**What you are asked to do**. Edit the data below by replacing every "Target" with "Object", leaving everything else unchanged.
-- Start Dataset excerpts --
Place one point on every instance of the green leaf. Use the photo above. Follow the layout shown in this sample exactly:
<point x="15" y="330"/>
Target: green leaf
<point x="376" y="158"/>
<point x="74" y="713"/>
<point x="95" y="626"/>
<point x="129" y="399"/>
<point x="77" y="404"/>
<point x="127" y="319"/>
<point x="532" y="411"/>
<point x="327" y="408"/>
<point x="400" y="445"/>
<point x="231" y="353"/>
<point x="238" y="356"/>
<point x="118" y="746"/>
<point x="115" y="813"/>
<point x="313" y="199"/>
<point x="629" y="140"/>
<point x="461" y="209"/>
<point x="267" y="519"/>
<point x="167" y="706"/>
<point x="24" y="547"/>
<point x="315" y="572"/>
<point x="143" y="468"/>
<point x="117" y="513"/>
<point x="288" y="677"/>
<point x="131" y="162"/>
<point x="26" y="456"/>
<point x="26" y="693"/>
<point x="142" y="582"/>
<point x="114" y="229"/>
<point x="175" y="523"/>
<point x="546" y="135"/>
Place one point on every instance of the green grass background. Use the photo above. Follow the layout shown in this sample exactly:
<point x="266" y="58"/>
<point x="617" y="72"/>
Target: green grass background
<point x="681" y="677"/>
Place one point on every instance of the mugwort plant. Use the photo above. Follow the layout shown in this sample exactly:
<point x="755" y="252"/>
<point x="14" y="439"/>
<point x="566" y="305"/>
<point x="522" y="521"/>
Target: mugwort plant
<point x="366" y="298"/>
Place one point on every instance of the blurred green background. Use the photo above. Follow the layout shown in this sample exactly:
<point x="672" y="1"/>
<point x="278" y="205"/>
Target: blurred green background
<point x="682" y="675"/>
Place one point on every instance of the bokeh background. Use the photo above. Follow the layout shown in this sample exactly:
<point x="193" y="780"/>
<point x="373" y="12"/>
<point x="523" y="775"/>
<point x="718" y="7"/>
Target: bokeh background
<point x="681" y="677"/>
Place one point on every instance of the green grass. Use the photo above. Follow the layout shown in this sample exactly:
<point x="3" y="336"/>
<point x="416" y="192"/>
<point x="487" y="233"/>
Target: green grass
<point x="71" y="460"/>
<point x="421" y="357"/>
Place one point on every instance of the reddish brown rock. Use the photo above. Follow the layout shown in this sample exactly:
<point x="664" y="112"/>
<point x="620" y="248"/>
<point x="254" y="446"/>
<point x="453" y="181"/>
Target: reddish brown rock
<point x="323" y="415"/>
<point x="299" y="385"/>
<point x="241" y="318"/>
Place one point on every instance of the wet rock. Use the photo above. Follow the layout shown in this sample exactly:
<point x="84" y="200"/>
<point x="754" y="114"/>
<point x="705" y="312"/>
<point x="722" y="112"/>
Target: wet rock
-- End Dataset excerpts --
**Exercise result**.
Place one point on every instance of the green leaf. Use the photo above. Follow the layout shown in this sample exactly:
<point x="15" y="330"/>
Object: green leaf
<point x="376" y="158"/>
<point x="74" y="713"/>
<point x="95" y="626"/>
<point x="129" y="399"/>
<point x="77" y="404"/>
<point x="127" y="319"/>
<point x="532" y="411"/>
<point x="327" y="408"/>
<point x="400" y="445"/>
<point x="231" y="353"/>
<point x="238" y="356"/>
<point x="118" y="746"/>
<point x="115" y="813"/>
<point x="313" y="199"/>
<point x="629" y="140"/>
<point x="461" y="209"/>
<point x="267" y="519"/>
<point x="167" y="706"/>
<point x="24" y="547"/>
<point x="315" y="572"/>
<point x="143" y="468"/>
<point x="117" y="513"/>
<point x="288" y="677"/>
<point x="131" y="162"/>
<point x="26" y="456"/>
<point x="26" y="693"/>
<point x="142" y="582"/>
<point x="114" y="229"/>
<point x="175" y="523"/>
<point x="546" y="135"/>
Place one point on every instance of the green grass background. Use the photo above. Follow the layout shown in this sample exactly:
<point x="266" y="58"/>
<point x="617" y="72"/>
Object: green grass background
<point x="681" y="677"/>
Place one point on every instance of the mugwort plant. Use the photo above. Follow the layout shown in this sample exactly:
<point x="755" y="252"/>
<point x="14" y="439"/>
<point x="566" y="305"/>
<point x="522" y="521"/>
Object: mugwort plant
<point x="366" y="298"/>
Place one point on every instance of the blurred green background. Use the photo above. Follow the layout shown in this sample exactly:
<point x="672" y="1"/>
<point x="278" y="205"/>
Object: blurred green background
<point x="682" y="675"/>
Place one point on every instance of the bokeh background. Use the photo above. Follow the layout shown in this sample exactly:
<point x="193" y="780"/>
<point x="373" y="12"/>
<point x="523" y="775"/>
<point x="718" y="7"/>
Object: bokeh background
<point x="681" y="677"/>
Place one point on every instance of the green grass. Use the photo above. Follow the layout shown in this sample exactly:
<point x="3" y="336"/>
<point x="416" y="192"/>
<point x="487" y="233"/>
Object: green grass
<point x="71" y="460"/>
<point x="421" y="357"/>
Place one point on every instance of the reddish brown rock. Use the photo above. Follow the layout shown in this sample exactly:
<point x="664" y="112"/>
<point x="620" y="248"/>
<point x="254" y="446"/>
<point x="453" y="181"/>
Object: reddish brown rock
<point x="323" y="415"/>
<point x="299" y="385"/>
<point x="241" y="318"/>
Place one point on every instance of the wet rock. Use the photo above. Follow the layout shown in this sample exactly:
<point x="84" y="200"/>
<point x="754" y="114"/>
<point x="705" y="312"/>
<point x="722" y="112"/>
Object: wet rock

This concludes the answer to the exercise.